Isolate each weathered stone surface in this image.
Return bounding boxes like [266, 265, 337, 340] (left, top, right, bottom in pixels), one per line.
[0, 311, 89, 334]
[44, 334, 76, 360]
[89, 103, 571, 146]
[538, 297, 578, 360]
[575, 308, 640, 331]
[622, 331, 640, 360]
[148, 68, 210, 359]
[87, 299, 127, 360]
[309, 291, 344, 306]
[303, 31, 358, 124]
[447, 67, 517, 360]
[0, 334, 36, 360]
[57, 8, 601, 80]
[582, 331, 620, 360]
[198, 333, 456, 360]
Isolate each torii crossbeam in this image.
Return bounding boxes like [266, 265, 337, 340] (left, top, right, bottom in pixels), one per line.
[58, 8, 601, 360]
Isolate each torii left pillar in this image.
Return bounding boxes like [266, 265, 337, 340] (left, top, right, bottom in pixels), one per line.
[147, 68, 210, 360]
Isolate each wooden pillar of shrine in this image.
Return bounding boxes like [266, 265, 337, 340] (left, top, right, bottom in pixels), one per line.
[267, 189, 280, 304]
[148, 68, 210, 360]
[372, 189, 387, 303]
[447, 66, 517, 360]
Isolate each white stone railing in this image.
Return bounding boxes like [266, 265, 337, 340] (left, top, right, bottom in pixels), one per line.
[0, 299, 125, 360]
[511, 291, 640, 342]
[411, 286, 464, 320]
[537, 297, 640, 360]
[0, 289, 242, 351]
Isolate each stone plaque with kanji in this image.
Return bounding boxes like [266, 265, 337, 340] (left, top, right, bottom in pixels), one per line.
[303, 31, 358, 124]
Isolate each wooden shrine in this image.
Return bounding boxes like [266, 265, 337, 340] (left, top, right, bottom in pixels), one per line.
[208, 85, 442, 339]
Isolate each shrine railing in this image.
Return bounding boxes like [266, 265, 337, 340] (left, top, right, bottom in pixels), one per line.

- WHAT TO WORK ON: Reproduce the full listing above word for word, leaving out no line.

- EXERCISE RESULT:
Isolate each weathered stone surface in this image.
Return bounding boxes like [266, 265, 337, 340] (left, top, right, bottom in pixels), one per line.
[0, 311, 89, 334]
[44, 334, 76, 360]
[89, 103, 571, 146]
[538, 297, 578, 360]
[575, 308, 640, 331]
[622, 331, 640, 360]
[148, 68, 210, 359]
[87, 299, 127, 360]
[309, 291, 344, 306]
[303, 31, 358, 124]
[447, 67, 517, 360]
[0, 334, 36, 360]
[57, 8, 601, 80]
[582, 331, 620, 360]
[198, 333, 456, 360]
Isolate each torii crossbeam in this image.
Return bounding boxes like [266, 265, 337, 340] (left, top, right, bottom in pixels), one per line.
[58, 8, 601, 360]
Isolate each torii left pillar in this image.
Return bounding boxes like [266, 265, 337, 340] (left, top, right, bottom in pixels), one per line.
[147, 68, 210, 360]
Isolate each wooden pillar of shrine in this image.
Return bounding boxes like [266, 265, 337, 340] (left, top, right, bottom in pixels), one per line.
[267, 189, 280, 304]
[148, 68, 210, 360]
[372, 189, 387, 303]
[447, 66, 517, 360]
Isolate each white stone railing in this image.
Return bounding boxes like [266, 265, 337, 340] (left, top, right, bottom in pixels), one per line.
[0, 299, 125, 360]
[511, 291, 640, 342]
[411, 286, 464, 320]
[537, 297, 640, 360]
[0, 289, 242, 351]
Isolate each stone plaque with kanji in this image.
Return bounding boxes like [266, 265, 337, 340] (left, top, right, bottom in pixels), one per line.
[303, 31, 358, 124]
Isolate each wooden shrine in this image.
Return bounding boxes like [266, 265, 337, 340] (left, top, right, bottom in pixels), one per line.
[208, 85, 442, 339]
Isolate each shrine railing in this image.
Return bounding boxes like [266, 265, 337, 340] (left, top, right, bottom in pixels), one per line.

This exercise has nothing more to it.